● TASKS AND EXERCISES
1: List every abbreviation that the abstract on ADAR1 RNA editing in aortic stenosis and coronary artery disease defines, each with its full form.
2: State whether each statement below agrees with the abstract on ADAR1 RNA editing in aortic stenosis and coronary artery disease. Answer yes or no for each and quote the words of the abstract that decide it.
(a) ADAR1 installs millions of A-to-I modifications.
(b) The upstream regulators of phenotype switching are well defined.
(c) The authors propose that loss of ADAR1 drives both AVS and CAD from a shared molecular origin.
3: Extend the abstract on ADAR1 RNA editing in aortic stenosis and coronary artery disease, starting after its final sentence.

● PASSAGE FOR REVIEW
::::::

ADAR1-Mediated RNA Editing Governs Cell-Type-Specific Phenotype Switching in Co-Occurring Aortic Stenosis and Coronary Artery Disease

Clin Res Cardiol (2026). DOI 10.1007/s00392-026-02870-1
Z. Farzaneh (Bonn)1, H. Li ( Bonn)2, S. Zimmer (Bonn)3, F. Bakhtiary (Bonn)4, G. Nickenig (Bonn)3, M. R. Hosen (Bonn)5
1Heart Center Bonn, Molecular Cardiology, Department of Internal Medicine II, University Hospital Bonn Bonn, Deutschland; 2Heart Center Bonn, Molecular Cardiology Department of Internal Medicine II, University Hospital Bonn Bonn, Deutschland; 3Universitätsklinikum Bonn Medizinische Klinik und Poliklinik II Bonn, Deutschland; 4Universitätsklinikum Bonn Klinik und Poliklinik für Herzchirurgie Bonn, Deutschland; 5Heart Center, Molecular Cardiology Internal Medicine-II Bonn, Deutschland

Rationale: Aortic valve stenosis (AVS) and coronary artery disease (CAD) represent a major clinical synergy, yet their shared molecular drivers remain elusive. While pathological phenotype switching of cardiac fibroblasts (CFs) and smooth muscle cells (SMCs) is a hallmark, the upstream regulators are poorly defined. We identify a novel axis: RNA editing by ADAR1. This enzyme installs millions of A-to-I modifications, acting as a master epitranscriptomic regulator. The direct genetic link between human ADAR1 mutations and AVS provides a compelling, yet unexplored, pathogenic mechanism. We hypothesize that ADAR1 serves as a critical brake on phenotype switching, and its loss unleashes cell-specific programs that drive both AVS and CAD from a shared molecular origin.

::::::

● DATA EXTRACT
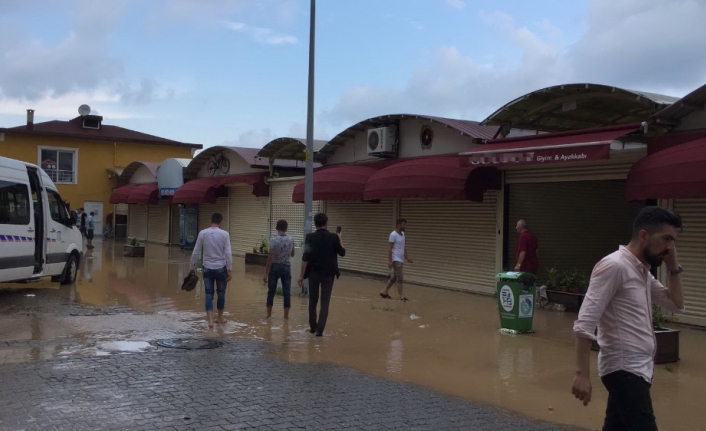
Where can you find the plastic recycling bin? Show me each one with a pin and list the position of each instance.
(516, 293)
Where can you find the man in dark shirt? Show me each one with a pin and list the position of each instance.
(320, 266)
(527, 250)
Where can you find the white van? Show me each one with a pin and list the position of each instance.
(38, 236)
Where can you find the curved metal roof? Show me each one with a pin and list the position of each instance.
(130, 169)
(288, 149)
(577, 106)
(469, 128)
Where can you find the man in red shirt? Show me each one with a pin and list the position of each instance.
(527, 250)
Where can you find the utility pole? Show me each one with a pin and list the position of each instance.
(309, 172)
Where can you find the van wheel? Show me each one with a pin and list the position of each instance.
(69, 275)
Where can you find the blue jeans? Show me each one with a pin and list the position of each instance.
(279, 271)
(218, 277)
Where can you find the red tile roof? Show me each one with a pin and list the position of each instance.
(73, 129)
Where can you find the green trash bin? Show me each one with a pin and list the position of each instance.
(516, 292)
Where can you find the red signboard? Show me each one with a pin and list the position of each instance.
(559, 154)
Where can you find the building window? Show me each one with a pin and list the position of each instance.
(59, 164)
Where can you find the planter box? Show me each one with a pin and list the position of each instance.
(667, 346)
(572, 301)
(134, 250)
(256, 259)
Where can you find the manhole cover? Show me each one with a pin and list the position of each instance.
(189, 343)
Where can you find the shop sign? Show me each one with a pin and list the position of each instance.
(538, 156)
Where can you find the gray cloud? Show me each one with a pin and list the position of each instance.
(645, 45)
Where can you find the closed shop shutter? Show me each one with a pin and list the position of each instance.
(616, 168)
(282, 208)
(158, 223)
(366, 229)
(691, 249)
(137, 222)
(576, 223)
(207, 210)
(248, 219)
(452, 243)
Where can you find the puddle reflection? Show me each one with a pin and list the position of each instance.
(454, 346)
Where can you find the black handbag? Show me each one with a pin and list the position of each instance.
(190, 282)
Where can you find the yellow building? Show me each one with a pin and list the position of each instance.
(84, 157)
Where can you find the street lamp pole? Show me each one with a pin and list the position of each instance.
(309, 179)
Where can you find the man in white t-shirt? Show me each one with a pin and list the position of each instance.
(397, 254)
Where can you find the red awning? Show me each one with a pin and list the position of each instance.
(144, 194)
(434, 177)
(120, 195)
(574, 146)
(677, 172)
(340, 183)
(204, 190)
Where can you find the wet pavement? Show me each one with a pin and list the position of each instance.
(409, 357)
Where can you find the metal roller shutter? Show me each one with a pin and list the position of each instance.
(158, 223)
(248, 219)
(366, 229)
(282, 208)
(691, 249)
(452, 243)
(137, 222)
(207, 210)
(576, 223)
(616, 168)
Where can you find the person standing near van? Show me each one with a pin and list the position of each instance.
(279, 267)
(217, 265)
(396, 255)
(90, 230)
(84, 216)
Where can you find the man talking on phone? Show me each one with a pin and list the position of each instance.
(320, 266)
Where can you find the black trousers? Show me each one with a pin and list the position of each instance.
(324, 284)
(629, 403)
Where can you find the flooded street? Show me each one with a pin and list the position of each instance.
(443, 340)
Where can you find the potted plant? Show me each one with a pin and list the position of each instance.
(567, 288)
(259, 254)
(667, 339)
(134, 248)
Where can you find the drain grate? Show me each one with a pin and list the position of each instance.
(189, 343)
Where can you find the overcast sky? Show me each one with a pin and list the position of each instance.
(235, 71)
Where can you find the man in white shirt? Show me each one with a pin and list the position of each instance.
(619, 303)
(396, 255)
(217, 265)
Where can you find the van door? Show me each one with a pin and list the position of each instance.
(58, 234)
(17, 231)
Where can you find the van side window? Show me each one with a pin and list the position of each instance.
(14, 203)
(57, 210)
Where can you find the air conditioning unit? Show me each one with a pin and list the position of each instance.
(381, 141)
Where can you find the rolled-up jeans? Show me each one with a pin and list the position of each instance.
(219, 278)
(279, 271)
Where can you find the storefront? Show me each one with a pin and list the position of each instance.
(570, 190)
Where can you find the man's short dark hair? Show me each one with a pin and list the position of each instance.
(320, 220)
(653, 218)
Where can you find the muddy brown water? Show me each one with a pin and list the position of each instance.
(452, 344)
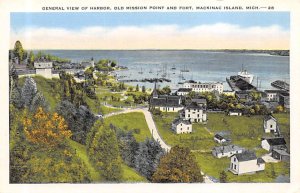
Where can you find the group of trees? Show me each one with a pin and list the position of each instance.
(227, 103)
(22, 55)
(39, 149)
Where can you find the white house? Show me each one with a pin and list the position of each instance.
(166, 103)
(204, 87)
(43, 68)
(219, 139)
(182, 126)
(226, 151)
(235, 112)
(273, 143)
(183, 91)
(246, 163)
(272, 95)
(194, 113)
(270, 124)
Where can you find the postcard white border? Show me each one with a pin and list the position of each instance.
(293, 6)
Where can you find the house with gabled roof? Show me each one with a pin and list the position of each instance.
(226, 151)
(246, 163)
(194, 113)
(166, 103)
(273, 143)
(270, 124)
(219, 138)
(182, 126)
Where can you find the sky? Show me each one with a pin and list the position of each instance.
(151, 30)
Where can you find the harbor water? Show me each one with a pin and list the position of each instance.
(203, 66)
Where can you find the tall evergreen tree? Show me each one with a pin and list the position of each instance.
(19, 51)
(223, 177)
(178, 166)
(105, 154)
(29, 90)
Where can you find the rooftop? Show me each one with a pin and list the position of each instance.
(180, 120)
(246, 156)
(193, 105)
(227, 148)
(276, 141)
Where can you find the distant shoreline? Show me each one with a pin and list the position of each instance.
(270, 52)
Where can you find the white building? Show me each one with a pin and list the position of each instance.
(204, 87)
(219, 139)
(246, 163)
(235, 112)
(182, 126)
(194, 113)
(166, 103)
(43, 68)
(273, 143)
(183, 91)
(226, 151)
(272, 95)
(270, 124)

::::::

● REPLIES
1:
AVS: aortic valve stenosis
CAD: coronary artery disease
CFs: cardiac fibroblasts
SMCs: smooth muscle cells

2:
(a) Yes: "This enzyme installs millions of A-to-I modifications"
(b) No: "the upstream regulators are poorly defined"
(c) Yes: "its loss unleashes cell-specific programs that drive both AVS and CAD from a shared molecular origin"

3:
Methods and Results: Using siRNA-mediated knockdown in primary human CFs and SMCs, we achieved efficient ADAR1 depletion, confirmed by qRT-PCR. We discovered that ADAR1 loss triggers strikingly distinct, lineage-locked phenotypic transitions. CFs underwent a profound morphological and functional shift, abandoning their classic myofibroblast destiny (evidenced by downregulation of ACTA2 and TAGLN) to adopt a novel, highly inflammatory state. This was marked by a dramatic surge in IL1B, IL6, and NFKB1, coupled with upregulation of a pro-fibrotic signaling hub (HMGA1, HIF1A, ELAVL1). In stark contrast, SMCs responded to the same genetic insult by hyper-proliferating (increased CTNNB1) and adopting a synthetic phenotype, characterized by enhanced ECM production (elevated FN1 and TAGLN) without a significant inflammatory response. This cell-type-specific decoding of the same epitranscriptomic signal is a novel and fundamental finding.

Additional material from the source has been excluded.